Begin Listing
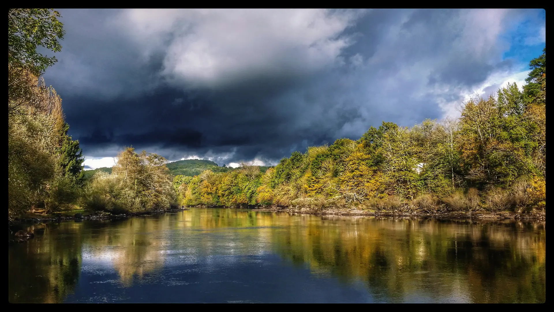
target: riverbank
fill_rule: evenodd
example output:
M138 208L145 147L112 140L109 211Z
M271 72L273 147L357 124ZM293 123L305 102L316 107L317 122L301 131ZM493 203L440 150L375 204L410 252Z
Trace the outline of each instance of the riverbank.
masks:
M286 212L306 214L339 215L373 215L383 217L418 217L424 218L435 218L445 219L535 219L546 220L546 215L543 211L534 210L531 213L518 213L514 212L502 211L497 212L487 212L483 210L472 212L446 212L435 210L427 212L420 210L411 212L401 210L376 211L357 208L326 208L314 210L307 208L283 208L270 207L256 208L253 211Z
M79 212L75 214L71 214L70 213L71 212L65 212L64 213L55 213L48 215L28 214L25 216L15 218L13 220L9 222L9 225L13 226L23 224L45 223L48 222L61 222L62 221L69 221L71 220L117 220L132 217L150 215L155 214L176 212L188 210L189 210L188 208L183 207L168 210L152 210L138 213L128 212L120 214L112 214L110 213L106 213L104 212L94 212L91 213L83 212L82 213Z
M199 205L198 208L213 208ZM75 213L73 215L60 213L50 215L28 215L25 217L16 218L10 222L10 226L23 224L45 223L48 222L61 222L72 220L117 220L132 217L149 215L158 213L166 213L189 210L190 207L182 207L166 210L156 210L140 213L126 213L121 214L111 214L103 212L95 212L91 213ZM218 207L222 208L222 207ZM265 208L249 208L257 212L282 212L305 214L314 215L367 215L382 217L417 217L423 218L434 218L440 219L535 219L546 220L546 213L543 211L534 210L531 213L518 213L514 212L502 211L497 212L487 212L483 210L472 212L446 212L434 210L431 212L416 210L411 212L401 210L372 210L358 209L352 208L330 208L322 209L313 209L309 208L284 208L270 206Z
End Listing
**Task description**
Render all the items above as a JSON list of strings, one string per line, leaving out blank lines and the pictures.

**Expected output**
[
  "target: riverbank",
  "fill_rule: evenodd",
  "example output:",
  "M138 208L145 147L112 140L109 211Z",
  "M271 72L273 147L357 124ZM293 123L305 102L316 107L317 122L301 131ZM493 203L440 150L375 204L410 252Z",
  "Trace the outline of each instance of the riverbank.",
  "masks:",
  "M286 212L306 214L339 215L373 215L383 217L418 217L424 218L435 218L445 219L535 219L546 220L546 215L543 211L534 210L531 213L518 213L514 212L502 211L497 212L487 212L483 210L472 212L446 212L435 210L427 212L420 210L411 212L401 210L376 211L357 208L326 208L314 210L307 208L283 208L270 207L256 208L253 211Z",
  "M79 212L75 214L71 214L70 213L71 212L65 212L64 213L55 213L48 215L28 214L25 216L15 218L13 220L9 222L9 225L13 226L23 224L45 223L48 222L61 222L62 221L69 221L71 220L117 220L132 217L150 215L155 214L176 212L188 210L189 210L188 208L183 207L168 210L152 210L138 213L128 212L120 214L112 214L110 213L106 213L104 212L94 212L91 213L83 212L82 213Z",
  "M199 205L198 208L213 208ZM75 213L73 215L60 213L50 215L28 215L25 217L16 218L10 222L10 226L23 224L45 223L48 222L61 222L72 220L117 220L132 217L149 215L158 213L166 213L189 210L190 207L182 207L166 210L156 210L140 213L126 213L121 214L111 214L103 212L95 212L91 213ZM218 207L222 208L222 207ZM265 208L249 208L257 212L282 212L305 214L314 215L367 215L382 217L417 217L423 218L434 218L440 219L535 219L546 220L546 213L543 211L534 210L531 213L518 213L514 212L502 211L497 212L487 212L483 210L472 212L446 212L434 210L431 212L416 210L411 212L401 210L372 210L358 209L352 208L330 208L322 209L313 209L309 208L284 208L270 206Z"
]